> To do:
1. Reproduce the stretch of the Rays commentary from "But, and maybe" through "in the endgame.", putting "lineup" in place of "defense".
2. Extend the Rays commentary onward from its final sentence.

> Document text:

On this day, a couple of days past midseason, Nate Silver talks about how PECOTA only projected the Rays to win 88-90 games this year, an audacious projection that now seems a little lily livered. That’s how good the Rays have been.

My goal here is to shout out about Nate’s analysis, which is excellent, but I have another objective. In Joe Sheehan’s column today he also takes on the Rays. Tucked behind the BP pay wall I can only guess at his overall point, but the tease is apologetic for not getting the Rays analysis right in the preseason.

But, and maybe Joe is being coy here, it was his analysis of the deal for Garza and Bartlett (oh so many months ago) that turned me on to what seemed like the key preseason Rays story. This was a defense that was moving from crap to good, and there would be some pitchers who would benefit. Based on that analysis, of Sheehan’s,  I made a bet on Edwin Jackson, a post-hype starter who finished fairly strongly last year, but whose historical ineptitude made him a $2 pickup in the endgame.

> Entries shown:
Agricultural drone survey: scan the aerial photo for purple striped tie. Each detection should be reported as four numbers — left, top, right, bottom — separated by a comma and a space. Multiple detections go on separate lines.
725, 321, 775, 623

==

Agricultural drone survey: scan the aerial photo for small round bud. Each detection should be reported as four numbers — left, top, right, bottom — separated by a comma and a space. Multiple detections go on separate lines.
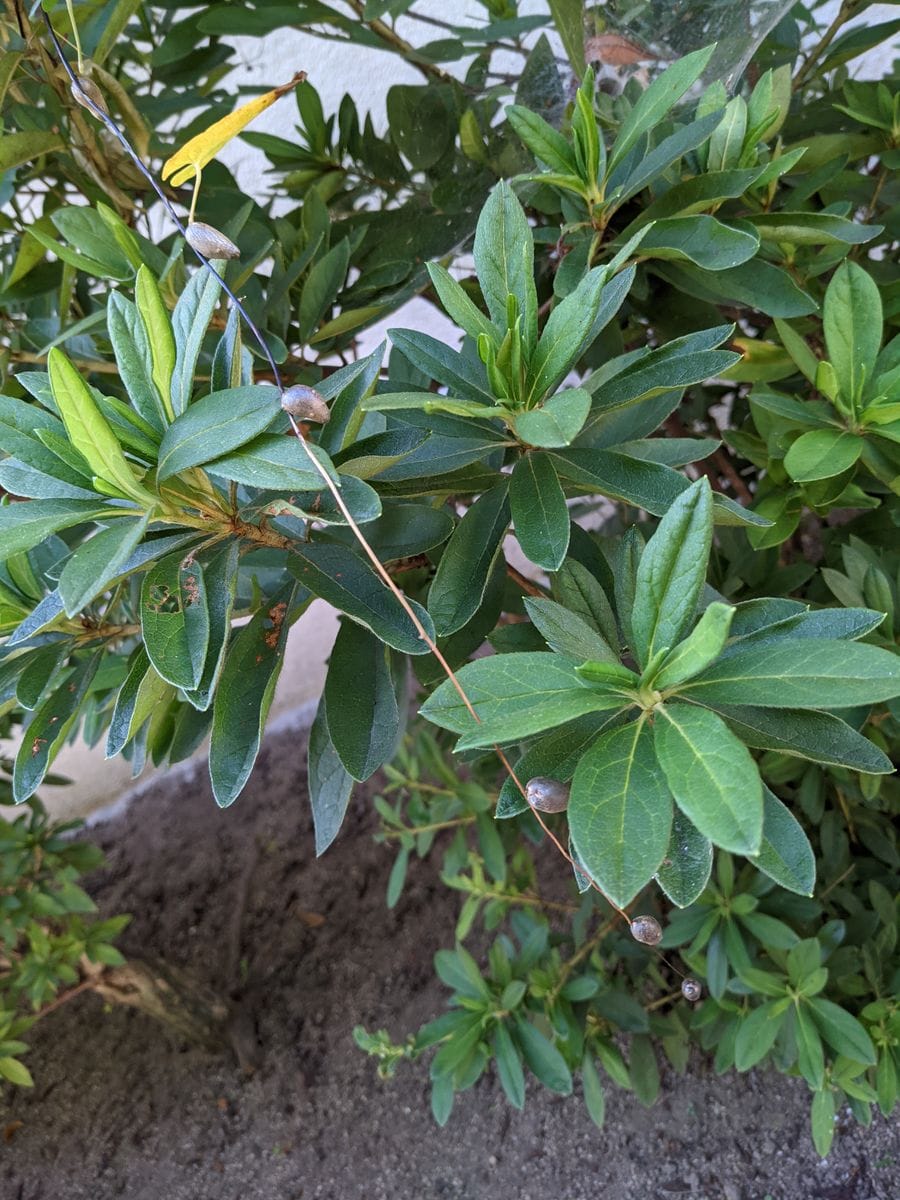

> Results for the exercise:
1.
But, and maybe Joe is being coy here, it was his analysis of the deal for Garza and Bartlett (oh so many months ago) that turned me on to what seemed like the key preseason Rays story. This was a lineup that was moving from crap to good, and there would be some pitchers who would benefit. Based on that analysis, of Sheehan’s,  I made a bet on Edwin Jackson, a post-hype starter who finished fairly strongly last year, but whose historical ineptitude made him a $2 pickup in the endgame.

2.
There is a ton we don’t know about defense and how it helps and hurts teams, but when a team like the Rays moves from the bottom of the defensive efficiency ratings to the top, and at the same time dramatically reduces the number of runs it allows, it may be time to say that we at least know what works.

Without shorting the shrift of the excellent Nate Silver, I think this defensive shift has been Sheehan’s baby the last few years (at least) and he deserves a lot of credit for seeing what was happening.